PROBLEM DETAILS => What follows is a listing. Return every line of it exactly.

** start DATA TO USE **

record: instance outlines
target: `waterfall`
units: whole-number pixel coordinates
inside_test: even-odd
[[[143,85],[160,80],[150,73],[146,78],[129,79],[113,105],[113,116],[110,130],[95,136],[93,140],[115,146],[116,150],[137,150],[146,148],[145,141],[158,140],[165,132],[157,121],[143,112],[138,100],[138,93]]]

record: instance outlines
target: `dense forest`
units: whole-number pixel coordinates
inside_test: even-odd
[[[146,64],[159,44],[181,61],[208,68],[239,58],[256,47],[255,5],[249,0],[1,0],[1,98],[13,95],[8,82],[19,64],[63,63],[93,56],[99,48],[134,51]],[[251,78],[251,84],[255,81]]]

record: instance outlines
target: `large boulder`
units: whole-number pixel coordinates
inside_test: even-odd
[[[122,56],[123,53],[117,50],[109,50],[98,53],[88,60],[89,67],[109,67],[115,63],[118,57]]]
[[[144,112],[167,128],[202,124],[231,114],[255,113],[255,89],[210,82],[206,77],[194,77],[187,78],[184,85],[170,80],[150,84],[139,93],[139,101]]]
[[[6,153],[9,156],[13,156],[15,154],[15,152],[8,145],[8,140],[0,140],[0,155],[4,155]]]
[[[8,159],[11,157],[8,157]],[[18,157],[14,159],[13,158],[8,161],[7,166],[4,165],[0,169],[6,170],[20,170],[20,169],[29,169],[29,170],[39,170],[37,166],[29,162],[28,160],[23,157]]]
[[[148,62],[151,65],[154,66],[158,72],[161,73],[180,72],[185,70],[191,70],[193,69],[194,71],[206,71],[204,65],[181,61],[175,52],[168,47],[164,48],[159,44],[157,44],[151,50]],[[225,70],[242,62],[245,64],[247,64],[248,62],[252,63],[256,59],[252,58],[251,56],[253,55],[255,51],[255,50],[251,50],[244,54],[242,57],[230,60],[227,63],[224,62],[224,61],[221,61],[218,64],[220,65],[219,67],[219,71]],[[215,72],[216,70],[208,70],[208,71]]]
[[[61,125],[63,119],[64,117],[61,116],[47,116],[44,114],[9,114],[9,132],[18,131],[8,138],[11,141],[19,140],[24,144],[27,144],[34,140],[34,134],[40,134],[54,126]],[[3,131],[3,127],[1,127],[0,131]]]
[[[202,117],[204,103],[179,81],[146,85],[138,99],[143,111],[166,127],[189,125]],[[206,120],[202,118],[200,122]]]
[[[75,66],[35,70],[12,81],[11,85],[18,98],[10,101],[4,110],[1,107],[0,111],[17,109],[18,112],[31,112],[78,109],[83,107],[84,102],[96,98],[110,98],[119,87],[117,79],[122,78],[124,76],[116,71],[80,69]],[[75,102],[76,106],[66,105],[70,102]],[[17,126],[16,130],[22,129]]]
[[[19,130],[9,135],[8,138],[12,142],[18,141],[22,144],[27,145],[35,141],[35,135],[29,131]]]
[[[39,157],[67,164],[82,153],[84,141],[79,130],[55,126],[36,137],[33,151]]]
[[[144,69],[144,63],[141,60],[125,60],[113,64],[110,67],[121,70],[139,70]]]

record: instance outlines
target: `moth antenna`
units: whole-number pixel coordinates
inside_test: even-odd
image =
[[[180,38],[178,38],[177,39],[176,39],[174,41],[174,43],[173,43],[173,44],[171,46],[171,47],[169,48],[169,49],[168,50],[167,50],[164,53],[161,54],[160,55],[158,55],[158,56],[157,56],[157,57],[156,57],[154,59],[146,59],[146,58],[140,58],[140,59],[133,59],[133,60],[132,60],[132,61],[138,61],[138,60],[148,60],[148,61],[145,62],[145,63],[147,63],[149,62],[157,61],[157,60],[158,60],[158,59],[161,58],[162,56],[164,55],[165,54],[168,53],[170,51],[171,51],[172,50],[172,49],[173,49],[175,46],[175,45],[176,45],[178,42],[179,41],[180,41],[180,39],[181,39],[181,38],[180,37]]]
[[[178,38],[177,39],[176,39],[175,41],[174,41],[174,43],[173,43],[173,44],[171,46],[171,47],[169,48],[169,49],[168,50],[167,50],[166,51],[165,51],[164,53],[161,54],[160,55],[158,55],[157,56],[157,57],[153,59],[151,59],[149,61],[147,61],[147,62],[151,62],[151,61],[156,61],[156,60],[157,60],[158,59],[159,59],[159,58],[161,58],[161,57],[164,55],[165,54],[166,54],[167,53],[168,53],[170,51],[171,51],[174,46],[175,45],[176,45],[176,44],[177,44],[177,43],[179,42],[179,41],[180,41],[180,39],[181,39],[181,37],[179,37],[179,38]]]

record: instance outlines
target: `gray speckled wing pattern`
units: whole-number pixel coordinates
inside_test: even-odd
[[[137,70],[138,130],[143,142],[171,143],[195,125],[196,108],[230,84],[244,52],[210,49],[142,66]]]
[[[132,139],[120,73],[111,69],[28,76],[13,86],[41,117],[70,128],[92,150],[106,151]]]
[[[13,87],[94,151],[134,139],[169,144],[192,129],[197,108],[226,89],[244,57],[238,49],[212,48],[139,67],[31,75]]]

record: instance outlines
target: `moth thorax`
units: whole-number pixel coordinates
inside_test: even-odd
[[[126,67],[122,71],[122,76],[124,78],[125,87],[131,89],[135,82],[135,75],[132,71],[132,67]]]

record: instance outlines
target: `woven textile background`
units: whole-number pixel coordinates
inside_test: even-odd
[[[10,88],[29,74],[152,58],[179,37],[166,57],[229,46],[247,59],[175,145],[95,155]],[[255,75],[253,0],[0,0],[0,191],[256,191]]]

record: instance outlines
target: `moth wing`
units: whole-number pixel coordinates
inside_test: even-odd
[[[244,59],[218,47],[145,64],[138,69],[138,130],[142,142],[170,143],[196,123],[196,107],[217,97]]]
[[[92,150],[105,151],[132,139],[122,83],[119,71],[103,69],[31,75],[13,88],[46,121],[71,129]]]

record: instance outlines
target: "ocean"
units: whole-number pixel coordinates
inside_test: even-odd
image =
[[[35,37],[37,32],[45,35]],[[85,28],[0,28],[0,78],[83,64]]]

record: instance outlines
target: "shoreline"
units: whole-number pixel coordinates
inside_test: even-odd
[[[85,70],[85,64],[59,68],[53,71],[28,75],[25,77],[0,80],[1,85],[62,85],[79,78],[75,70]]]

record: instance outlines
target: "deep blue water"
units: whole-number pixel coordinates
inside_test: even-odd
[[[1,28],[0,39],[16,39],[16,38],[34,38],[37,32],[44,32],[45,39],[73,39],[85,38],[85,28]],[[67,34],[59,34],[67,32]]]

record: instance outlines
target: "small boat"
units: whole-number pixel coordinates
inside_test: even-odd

** end DATA TO USE **

RESULT =>
record: instance outlines
target: `waterfall`
units: whole-number pixel coordinates
inside_test: even-odd
[[[143,85],[160,80],[150,73],[146,78],[129,79],[113,105],[113,116],[110,130],[95,136],[93,140],[115,146],[116,150],[137,150],[146,148],[145,141],[158,140],[165,132],[157,121],[143,112],[138,100],[138,93]]]

record: instance outlines
target: `dense forest`
units: whole-number pixel coordinates
inside_test: even-odd
[[[146,64],[159,44],[181,61],[208,68],[239,58],[256,47],[255,5],[249,0],[1,0],[1,98],[13,95],[8,82],[19,64],[63,63],[93,56],[99,48],[134,51]],[[251,78],[251,84],[255,81]]]

record: instance outlines
target: `large boulder`
units: whole-number pixel coordinates
inside_test: even-odd
[[[122,56],[123,53],[117,50],[109,50],[98,53],[88,60],[89,67],[109,67],[115,63],[118,57]]]
[[[144,112],[167,128],[202,124],[231,114],[255,113],[255,89],[210,82],[206,77],[194,77],[187,78],[184,85],[170,80],[150,84],[139,93],[139,101]]]
[[[6,153],[9,156],[13,156],[15,154],[15,152],[8,145],[8,140],[0,140],[0,155],[4,155]]]
[[[8,159],[11,157],[8,157]],[[18,157],[14,159],[13,158],[8,161],[7,166],[4,165],[0,169],[6,170],[20,170],[20,169],[29,169],[29,170],[39,170],[37,166],[29,162],[28,160],[23,157]]]
[[[148,62],[151,65],[154,66],[158,72],[161,73],[180,72],[185,70],[191,70],[193,69],[194,71],[206,71],[204,65],[181,61],[175,52],[168,47],[164,48],[159,44],[157,44],[151,50]],[[225,70],[242,62],[245,64],[247,64],[248,62],[252,63],[256,59],[252,58],[251,56],[253,55],[255,51],[255,50],[251,50],[244,54],[242,57],[230,60],[227,63],[224,62],[224,61],[221,61],[218,64],[220,65],[219,67],[219,71]],[[215,72],[216,70],[208,70],[208,71]]]
[[[61,125],[63,119],[64,117],[61,116],[47,116],[44,114],[9,114],[9,132],[18,131],[8,138],[11,141],[19,140],[24,144],[27,144],[34,140],[34,134],[40,134],[54,126]],[[3,131],[3,127],[1,127],[0,131]]]
[[[202,117],[204,103],[179,81],[146,85],[138,99],[143,111],[166,127],[189,125]],[[206,120],[202,118],[200,122]]]
[[[75,66],[35,70],[12,81],[11,85],[18,98],[10,101],[4,110],[1,107],[0,111],[17,109],[18,112],[31,112],[78,109],[83,107],[84,102],[96,98],[110,98],[119,87],[117,79],[122,78],[124,76],[116,71],[80,69]],[[75,102],[76,106],[66,105],[70,102]],[[17,126],[16,130],[22,129]]]
[[[19,130],[9,135],[8,138],[12,142],[18,141],[22,144],[27,145],[35,141],[35,135],[29,131]]]
[[[39,157],[67,164],[82,153],[84,141],[79,130],[55,126],[36,137],[33,151]]]
[[[144,69],[144,63],[141,60],[125,60],[113,64],[110,67],[121,70],[139,70]]]

record: instance outlines
target: `moth antenna`
units: whole-number pixel coordinates
inside_test: even-odd
image =
[[[180,38],[178,38],[177,39],[176,39],[174,41],[174,43],[173,43],[173,44],[171,46],[171,47],[169,48],[169,49],[168,50],[167,50],[164,53],[161,54],[160,55],[158,55],[158,56],[157,56],[157,57],[156,57],[154,59],[146,59],[146,58],[140,58],[140,59],[133,59],[133,60],[132,60],[132,61],[138,61],[138,60],[148,60],[148,61],[145,62],[145,63],[147,63],[149,62],[157,61],[157,60],[158,60],[158,59],[161,58],[162,56],[164,55],[165,54],[168,53],[170,51],[171,51],[172,50],[172,49],[173,49],[175,46],[175,45],[176,45],[178,42],[179,41],[180,41],[180,39],[181,39],[181,38],[180,37]]]
[[[178,38],[177,39],[176,39],[175,41],[174,41],[174,43],[173,43],[173,44],[171,46],[171,47],[169,48],[169,49],[168,50],[167,50],[166,51],[165,51],[164,53],[161,54],[160,55],[158,55],[157,56],[157,57],[153,59],[151,59],[149,61],[147,61],[147,62],[151,62],[151,61],[156,61],[156,60],[157,60],[158,59],[159,59],[159,58],[161,58],[161,57],[164,55],[165,54],[166,54],[167,53],[168,53],[170,51],[171,51],[174,46],[175,45],[176,45],[176,44],[177,44],[177,43],[179,42],[179,41],[180,41],[180,39],[181,39],[181,37],[179,37],[179,38]]]

record: instance outlines
target: `gray speckled wing pattern`
units: whole-number pixel coordinates
inside_test: even-odd
[[[137,70],[138,130],[143,142],[171,143],[195,125],[196,108],[230,84],[244,52],[210,49],[142,66]]]
[[[132,139],[120,73],[111,69],[28,76],[13,86],[41,117],[70,128],[92,150],[106,151]]]
[[[13,87],[94,151],[134,139],[169,144],[192,129],[197,108],[226,89],[244,57],[238,49],[212,48],[139,67],[31,75]]]

record: instance outlines
target: `moth thorax`
units: whole-number pixel coordinates
inside_test: even-odd
[[[126,67],[122,71],[122,76],[124,78],[125,87],[131,89],[135,82],[135,75],[132,71],[132,67]]]

record: instance outlines
target: `woven textile background`
units: whole-number pixel coordinates
inside_test: even-odd
[[[10,88],[29,74],[152,58],[179,37],[166,57],[229,46],[247,59],[175,145],[95,155]],[[255,75],[253,0],[0,0],[0,191],[256,191]]]

record: instance outlines
target: `moth wing`
units: whole-number pixel coordinates
inside_test: even-odd
[[[244,59],[218,47],[145,64],[138,69],[138,130],[142,142],[170,143],[196,123],[196,107],[217,97]]]
[[[92,150],[105,151],[132,139],[122,83],[119,71],[103,69],[31,75],[13,88],[46,121],[71,129]]]

record: instance outlines
target: "ocean"
units: whole-number pixel coordinates
inside_test: even-odd
image =
[[[35,37],[37,32],[45,35]],[[85,28],[0,28],[0,78],[83,64]]]

record: instance outlines
target: "shoreline"
units: whole-number pixel coordinates
inside_test: even-odd
[[[85,70],[85,64],[59,68],[53,71],[28,75],[25,77],[0,80],[1,85],[62,85],[79,78],[75,70]]]

record: instance outlines
target: "deep blue water"
units: whole-number pixel coordinates
inside_test: even-odd
[[[1,28],[0,39],[16,39],[16,38],[34,38],[37,32],[44,32],[45,39],[73,39],[85,38],[85,28]],[[67,34],[59,34],[67,32]]]

record: instance outlines
target: "small boat"
units: whole-number pixel coordinates
inside_test: even-odd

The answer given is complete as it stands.